JOB → Please copy out the lines below word for word, beginning at the line that contains "Could you point out the sliding" and continuing through the final line.

___ TASK DATA ___

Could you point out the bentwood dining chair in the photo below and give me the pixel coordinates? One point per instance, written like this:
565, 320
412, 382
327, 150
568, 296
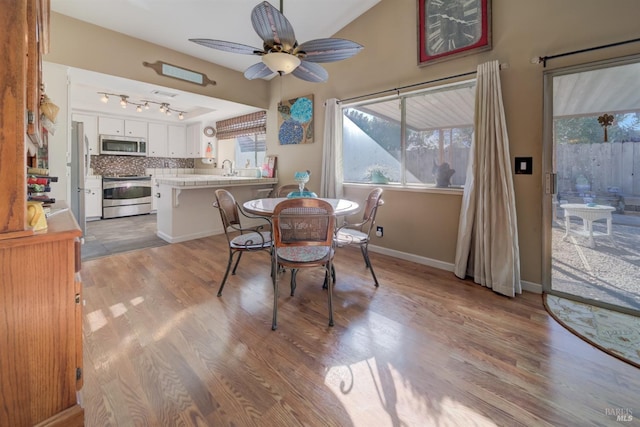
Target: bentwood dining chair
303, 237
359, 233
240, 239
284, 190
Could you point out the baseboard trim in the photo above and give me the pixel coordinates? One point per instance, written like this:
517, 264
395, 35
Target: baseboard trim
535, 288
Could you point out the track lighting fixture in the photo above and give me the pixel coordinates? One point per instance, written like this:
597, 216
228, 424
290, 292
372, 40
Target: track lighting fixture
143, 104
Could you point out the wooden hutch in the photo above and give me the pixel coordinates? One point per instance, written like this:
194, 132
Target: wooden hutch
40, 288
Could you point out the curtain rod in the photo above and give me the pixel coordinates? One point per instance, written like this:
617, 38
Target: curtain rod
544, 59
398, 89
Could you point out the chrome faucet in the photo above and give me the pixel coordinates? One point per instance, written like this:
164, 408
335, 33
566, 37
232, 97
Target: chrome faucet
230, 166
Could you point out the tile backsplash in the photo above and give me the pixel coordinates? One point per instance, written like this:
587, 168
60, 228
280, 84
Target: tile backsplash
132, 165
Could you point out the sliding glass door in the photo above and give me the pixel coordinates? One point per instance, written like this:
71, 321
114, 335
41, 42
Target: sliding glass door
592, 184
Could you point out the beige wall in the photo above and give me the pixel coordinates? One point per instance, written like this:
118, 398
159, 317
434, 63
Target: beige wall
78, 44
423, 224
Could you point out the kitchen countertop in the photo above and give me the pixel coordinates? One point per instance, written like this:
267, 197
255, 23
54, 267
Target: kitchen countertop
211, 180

___

WORKED ANSWER →
Could you point out the sliding glass door in the photo above and give me the pixel coordinates? One point per instance, written like this:
71, 321
114, 335
41, 42
Target: sliding glass door
592, 184
Could you point out the beige wall in the photo above and give me the pixel coordinates? One point per instance, written like this:
118, 398
159, 317
434, 63
Target: beige wall
78, 44
423, 224
Could you point out the kitchen countertop in the photo above and give me the pixel coordinates? One point per instance, written like this:
267, 197
255, 23
54, 267
Target: kitchen countertop
211, 180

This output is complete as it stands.